=== Required action 1 ===
Answer these questions using the passage on George Stanley Turnbull:
(a) In what year did Turnbull help found the University of Oregon School of Journalism?
(b) Which newspaper called his History of Oregon Newspapers the "most authentic source on newspapering in the state," and in what year?
(c) How many books did Turnbull publish?
=== Required action 2 ===
Reproduce the passage on George Stanley Turnbull verbatim from "George Stanley Turnbull" to "School of Journalism.".

=== Reading passage ===
--- START ---

English-American scholar and educator

George Stanley Turnbull (December 5, 1882 – February 9, 1977) was an English-American scholar and educator. He began a career of newspaper work in 1894 and helped found the University of Oregon School of Journalism in 1917, later serving as acting dean and, from 1944 to 1948, as dean. He founded and edited Oregon Exchanges, a newspaper for Oregon's "newspaper folk," which was at least initially produced by students at the School of Journalism.

Turnbull published five books, including the 1939 History of Oregon Newspapers, which was identified in the Eugene Register-Guard in 1950 as the "most authentic source on newspapering in the state." He presented at the 15th annual Oregon State Editorial Association conference, which was described at the time as the most successful conference to date. The work has been cited as an authority in numerous sources.

--- END ---

=== Extracted records ===
--- START ---

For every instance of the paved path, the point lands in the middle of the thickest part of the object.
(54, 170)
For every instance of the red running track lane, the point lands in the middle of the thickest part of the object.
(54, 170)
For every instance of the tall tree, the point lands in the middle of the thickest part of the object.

--- END ---
--- START ---

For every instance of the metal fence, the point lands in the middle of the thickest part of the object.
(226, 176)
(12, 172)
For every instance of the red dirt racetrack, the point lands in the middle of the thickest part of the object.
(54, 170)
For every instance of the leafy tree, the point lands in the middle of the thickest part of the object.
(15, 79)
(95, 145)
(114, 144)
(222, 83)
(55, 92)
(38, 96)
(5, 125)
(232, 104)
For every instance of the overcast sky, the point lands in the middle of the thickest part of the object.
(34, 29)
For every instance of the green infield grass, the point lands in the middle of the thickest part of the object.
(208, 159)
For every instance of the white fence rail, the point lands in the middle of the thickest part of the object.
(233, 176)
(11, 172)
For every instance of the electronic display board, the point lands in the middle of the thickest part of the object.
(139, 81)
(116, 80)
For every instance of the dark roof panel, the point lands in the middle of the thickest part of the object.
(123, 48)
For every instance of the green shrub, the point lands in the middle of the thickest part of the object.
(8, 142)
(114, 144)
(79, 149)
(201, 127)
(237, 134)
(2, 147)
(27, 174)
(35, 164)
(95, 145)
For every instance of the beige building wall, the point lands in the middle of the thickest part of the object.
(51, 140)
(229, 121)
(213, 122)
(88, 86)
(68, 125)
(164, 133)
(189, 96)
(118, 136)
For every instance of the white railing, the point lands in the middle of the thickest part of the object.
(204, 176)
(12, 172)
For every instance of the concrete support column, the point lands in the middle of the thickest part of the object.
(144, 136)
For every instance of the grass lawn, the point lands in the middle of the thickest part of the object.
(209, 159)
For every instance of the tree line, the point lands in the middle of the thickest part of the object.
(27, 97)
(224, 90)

--- END ---

=== Response box 1 ===
(a) He helped found it in 1917.
(b) The Eugene Register-Guard called it that in 1950.
(c) He published five books.

=== Response box 2 ===
George Stanley Turnbull (December 5, 1882 – February 9, 1977) was an English-American scholar and educator. He began a career of newspaper work in 1894 and helped found the University of Oregon School of Journalism in 1917, later serving as acting dean and, from 1944 to 1948, as dean. He founded and edited Oregon Exchanges, a newspaper for Oregon's "newspaper folk," which was at least initially produced by students at the School of Journalism.